La portée œcuménique de l’Exhortation à la sainteté du pape François

Source: FSSPX Actualités

Le 19  mars 2018, en la fête de saint Joseph, le pape François signait l’Exhortation apostolique « Gaudete et exsultate, l’appel à la sainteté dans le monde actuel ». Le document était publié par le Vatican le 9 avril 2018.

L’Osservatore Romano en soulignait aussitôt la portée œcuménique (cf. ORLF, 19 avril 2018), sous la plume de Marcelo Figueroa. En effet, le document pontifical déclare :

« La sainteté est le visage le plus beau de l’Eglise. Mais même en dehors de l’Eglise catholique et dans des milieux très différents, l’Esprit suscite "des signes de sa présence, qui aident les disciples mêmes du Christ". D’autre part, saint Jean-Paul II nous a rappelé que "le témoignage rendu au Christ jusqu’au sang est devenu un patrimoine commun aux catholiques, aux orthodoxes, aux anglicans et aux protestants". Lors de la belle commémoration œcuménique qu’il a voulu célébrer au Colisée à l’occasion du Jubilé de l’an 2000, il a affirmé que les martyrs sont un "héritage qui nous parle d’une voix plus forte que celle des fauteurs de division." » (n°9).

A lire ces affirmations, il semble qu’il y ait une sainteté en dehors de l’Eglise catholique, et qu’il serait mesquin de relever les facteurs de division entre les Eglises ou communautés chrétiennes lorsque des acatholiques meurent martyrs pour le nom de Jésus.

= = =

> [Objectif]:
Donnez la suite du texte sur la portée œcuménique de l'exhortation Gaudete et exsultate, en reprenant après sa dernière phrase. La liste ci-dessous est un matériau distinct du texte.

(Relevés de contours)
= = =

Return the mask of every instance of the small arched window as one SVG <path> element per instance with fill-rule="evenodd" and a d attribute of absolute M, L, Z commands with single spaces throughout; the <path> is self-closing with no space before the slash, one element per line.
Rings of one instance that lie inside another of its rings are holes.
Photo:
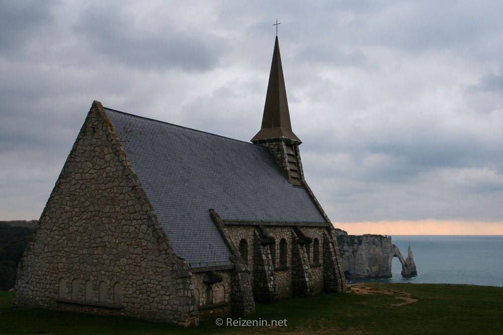
<path fill-rule="evenodd" d="M 248 264 L 248 242 L 244 239 L 239 241 L 239 253 L 244 263 Z"/>
<path fill-rule="evenodd" d="M 276 243 L 273 242 L 269 245 L 269 251 L 271 252 L 271 259 L 273 261 L 273 266 L 276 266 Z"/>
<path fill-rule="evenodd" d="M 98 301 L 100 302 L 107 302 L 107 284 L 104 281 L 100 282 L 98 287 Z"/>
<path fill-rule="evenodd" d="M 194 294 L 194 300 L 196 300 L 196 306 L 199 306 L 199 299 L 200 299 L 199 290 L 197 289 L 197 288 L 194 289 L 194 290 L 192 291 L 192 294 Z"/>
<path fill-rule="evenodd" d="M 213 303 L 223 302 L 225 301 L 225 288 L 220 283 L 216 284 L 213 290 Z"/>
<path fill-rule="evenodd" d="M 206 287 L 206 294 L 204 299 L 204 303 L 206 305 L 209 305 L 213 303 L 213 290 L 211 289 L 211 286 L 210 285 L 208 285 Z"/>
<path fill-rule="evenodd" d="M 307 261 L 311 261 L 311 244 L 308 243 L 306 245 L 306 253 L 307 254 Z"/>
<path fill-rule="evenodd" d="M 119 283 L 114 284 L 114 303 L 116 305 L 122 304 L 122 287 Z"/>
<path fill-rule="evenodd" d="M 313 263 L 319 264 L 319 240 L 314 239 L 313 242 Z"/>
<path fill-rule="evenodd" d="M 91 280 L 88 280 L 86 282 L 86 292 L 85 296 L 86 297 L 86 301 L 91 301 L 93 300 L 93 283 L 91 282 Z"/>
<path fill-rule="evenodd" d="M 78 297 L 80 294 L 80 286 L 78 280 L 73 279 L 71 281 L 71 300 L 78 300 Z"/>
<path fill-rule="evenodd" d="M 66 298 L 66 281 L 63 278 L 59 280 L 59 288 L 58 291 L 58 297 L 60 299 Z"/>
<path fill-rule="evenodd" d="M 283 267 L 287 266 L 288 257 L 288 249 L 286 240 L 281 239 L 281 241 L 280 241 L 280 266 Z"/>

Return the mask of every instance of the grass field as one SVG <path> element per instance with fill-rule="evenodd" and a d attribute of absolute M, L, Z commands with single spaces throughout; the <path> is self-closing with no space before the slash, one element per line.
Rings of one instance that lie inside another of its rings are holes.
<path fill-rule="evenodd" d="M 286 319 L 286 326 L 218 326 L 210 320 L 189 328 L 126 317 L 14 308 L 12 292 L 0 292 L 0 333 L 503 333 L 503 288 L 359 284 L 349 291 L 259 304 L 257 312 L 245 318 Z"/>

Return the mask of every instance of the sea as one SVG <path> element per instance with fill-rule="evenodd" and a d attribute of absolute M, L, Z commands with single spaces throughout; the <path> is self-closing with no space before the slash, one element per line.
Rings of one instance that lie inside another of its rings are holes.
<path fill-rule="evenodd" d="M 404 258 L 409 246 L 417 275 L 402 278 L 396 257 L 393 277 L 387 279 L 349 280 L 348 282 L 470 284 L 503 286 L 503 235 L 392 235 Z"/>

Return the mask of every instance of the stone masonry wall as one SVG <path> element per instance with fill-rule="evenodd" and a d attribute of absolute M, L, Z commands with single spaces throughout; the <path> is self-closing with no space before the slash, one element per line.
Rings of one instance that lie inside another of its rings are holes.
<path fill-rule="evenodd" d="M 292 234 L 294 231 L 291 227 L 270 226 L 264 227 L 265 232 L 269 236 L 274 238 L 276 241 L 274 244 L 275 252 L 273 253 L 275 256 L 274 263 L 275 281 L 278 296 L 280 298 L 291 297 L 294 295 L 293 291 L 293 282 L 292 280 L 292 256 L 294 250 L 294 238 Z M 309 245 L 302 246 L 299 254 L 303 255 L 304 263 L 308 264 L 308 276 L 312 282 L 313 293 L 317 293 L 323 290 L 323 233 L 327 231 L 327 229 L 322 227 L 300 227 L 302 232 L 306 236 L 310 238 L 313 241 L 317 239 L 319 246 L 319 261 L 317 263 L 314 262 L 314 251 L 313 243 Z M 239 241 L 242 239 L 246 240 L 248 243 L 248 265 L 252 270 L 254 269 L 254 261 L 252 257 L 254 254 L 254 242 L 255 240 L 255 232 L 257 229 L 253 226 L 226 226 L 226 234 L 235 245 L 239 245 Z M 281 239 L 285 239 L 287 242 L 287 267 L 280 268 L 279 267 L 280 257 L 280 241 Z M 307 248 L 309 248 L 308 252 Z M 254 275 L 252 276 L 254 280 L 257 278 Z M 255 285 L 254 285 L 255 286 Z"/>
<path fill-rule="evenodd" d="M 211 284 L 204 282 L 205 272 L 192 274 L 192 292 L 196 300 L 196 304 L 200 310 L 201 319 L 217 314 L 228 314 L 230 311 L 231 270 L 218 271 L 218 273 L 222 275 L 222 281 Z M 208 294 L 209 288 L 211 294 Z M 224 304 L 223 303 L 226 304 Z M 207 309 L 204 308 L 211 305 L 221 306 Z"/>
<path fill-rule="evenodd" d="M 197 324 L 190 272 L 101 108 L 93 104 L 20 262 L 14 304 Z"/>

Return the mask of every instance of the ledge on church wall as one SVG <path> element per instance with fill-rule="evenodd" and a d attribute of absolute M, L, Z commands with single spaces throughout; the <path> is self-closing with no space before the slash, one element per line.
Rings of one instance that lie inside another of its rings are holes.
<path fill-rule="evenodd" d="M 226 301 L 223 302 L 218 302 L 217 303 L 210 303 L 207 305 L 201 305 L 199 306 L 198 309 L 199 310 L 203 310 L 204 309 L 211 309 L 212 308 L 218 308 L 219 307 L 227 307 L 229 305 L 229 303 Z"/>
<path fill-rule="evenodd" d="M 190 268 L 193 273 L 207 272 L 208 271 L 220 271 L 225 270 L 232 270 L 235 267 L 234 264 L 230 265 L 213 265 L 209 266 L 198 266 Z"/>
<path fill-rule="evenodd" d="M 113 303 L 107 303 L 106 302 L 98 302 L 98 301 L 87 301 L 86 300 L 74 300 L 70 299 L 61 299 L 56 298 L 56 301 L 57 302 L 63 302 L 64 303 L 71 303 L 77 305 L 86 305 L 87 306 L 94 306 L 95 307 L 104 307 L 107 308 L 116 308 L 120 309 L 124 308 L 122 305 L 116 305 Z"/>
<path fill-rule="evenodd" d="M 286 265 L 280 265 L 277 268 L 274 268 L 275 272 L 281 272 L 281 271 L 286 271 L 290 270 L 290 267 Z"/>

= = =

> [Résultat de l'exercice]:
En vérité, on ne peut nier que la grâce divine peut sanctifier en dehors de la société visible qu’est l’Eglise catholique, et même conduire à un martyre, qui serait effectivement un acte de vertu héroïque. C’est seulement au ciel que nous pourrons apprécier les merveilles que Dieu aura produites en dehors du cadre normal de sanctification qu’il a institué en fondant l’Eglise.

Mais si l’on en reste là, on laisse entendre que ce qui manque aux protestants ou aux orthodoxes n’est pas si important, et que la sainteté peut s’en accommoder. Ce serait là une erreur inadmissible, pour au moins deux raisons.

Hors de l’Eglise point de sainteté

En premier lieu, les erreurs dogmatiques sont sources de désordres moraux. Il est remarquable que seule l’Eglise catholique peut encore prêcher et donner les moyens d’observer tous les préceptes de la loi naturelle, en particulier ceux concernant le mariage. Elle est la seule à affirmer intégralement les lois de la nature concernant la génération, et à condamner les unions contre nature, le divorce, l’avortement, la contraception, etc. Si donc il y a une sainteté en dehors de l’Eglise catholique, ce ne peut être qu’un cas particulier, une exception. Le pape François lui-même insiste dans son texte sur le fait que la sainteté ne s’acquiert pas dans la solitude, mais « en communauté » (140 sq.). Or l’Eglise catholique est la seule communauté qui assure tous les moyens de cette sanctification. Aussi une telle exception relève du miracle. Bien sûr, nous croyons sans difficulté aux miracles, mais à condition qu’ils soient dûment attestés !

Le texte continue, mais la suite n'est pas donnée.